■ **Problem details**
Repeat word for word the line with "If you could pin the driver" and every line after it until the records below run out.
....
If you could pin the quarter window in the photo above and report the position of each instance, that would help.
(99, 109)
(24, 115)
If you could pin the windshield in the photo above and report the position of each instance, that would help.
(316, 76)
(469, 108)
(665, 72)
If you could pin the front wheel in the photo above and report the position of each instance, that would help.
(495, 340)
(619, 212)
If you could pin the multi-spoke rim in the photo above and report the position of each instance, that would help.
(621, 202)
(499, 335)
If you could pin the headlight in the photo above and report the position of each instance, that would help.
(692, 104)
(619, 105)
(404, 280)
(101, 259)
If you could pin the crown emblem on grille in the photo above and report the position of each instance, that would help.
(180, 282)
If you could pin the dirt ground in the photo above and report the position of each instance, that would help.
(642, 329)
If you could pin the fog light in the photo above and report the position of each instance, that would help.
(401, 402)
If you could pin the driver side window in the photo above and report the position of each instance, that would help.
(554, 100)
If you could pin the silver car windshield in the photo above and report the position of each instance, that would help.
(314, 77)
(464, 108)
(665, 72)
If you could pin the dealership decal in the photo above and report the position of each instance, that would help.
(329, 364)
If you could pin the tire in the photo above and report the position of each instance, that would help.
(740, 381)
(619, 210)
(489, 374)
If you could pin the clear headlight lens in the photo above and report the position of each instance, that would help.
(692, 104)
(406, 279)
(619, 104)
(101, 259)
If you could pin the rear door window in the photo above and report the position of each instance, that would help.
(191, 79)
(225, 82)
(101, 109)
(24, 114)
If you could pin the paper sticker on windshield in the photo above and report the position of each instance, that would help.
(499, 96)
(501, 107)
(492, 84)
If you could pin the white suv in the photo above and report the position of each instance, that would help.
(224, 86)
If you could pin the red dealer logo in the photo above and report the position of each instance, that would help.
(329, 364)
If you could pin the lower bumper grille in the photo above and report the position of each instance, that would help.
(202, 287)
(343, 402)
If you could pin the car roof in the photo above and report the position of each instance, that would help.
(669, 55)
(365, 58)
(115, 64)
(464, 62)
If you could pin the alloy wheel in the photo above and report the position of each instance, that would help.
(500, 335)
....
■ **Problem solution**
If you could pin the driver side window in the photo above and report the position of each instance, that would help.
(554, 100)
If you could pin the silver car windshield in the photo above and report the position of each instance, that would help.
(314, 77)
(464, 108)
(665, 72)
If you could pin the dealership decal in the photo above and report the position of each instance, that would help.
(329, 364)
If you could pin the tire in the photo above and report the position of each instance, that would help.
(740, 381)
(619, 210)
(489, 374)
If you could pin the clear headlight lens in the photo above and report the position of each instance, that would help.
(692, 104)
(406, 279)
(619, 104)
(101, 259)
If you could pin the rear door window in the photo above and report the position of each instance, that would help.
(191, 79)
(225, 82)
(101, 109)
(24, 114)
If you could pin the paper sticker on windshield in the photo above and report the position of each instance, that would help.
(499, 96)
(501, 107)
(492, 84)
If you could pin the white suv in the photo above and report the position of each instance, that would help.
(224, 86)
If you could pin the red dealer logo in the photo above and report the position of each instance, that would help.
(329, 364)
If you could pin the lower bumper grille in the photo above and report the position of each instance, that would help.
(202, 287)
(343, 402)
If you could pin the car roof in the photo above and report the position of each instance, that would help.
(669, 55)
(365, 58)
(115, 64)
(464, 62)
If you could pin the alloy wheel in the photo above and report the position of each instance, that would help.
(500, 335)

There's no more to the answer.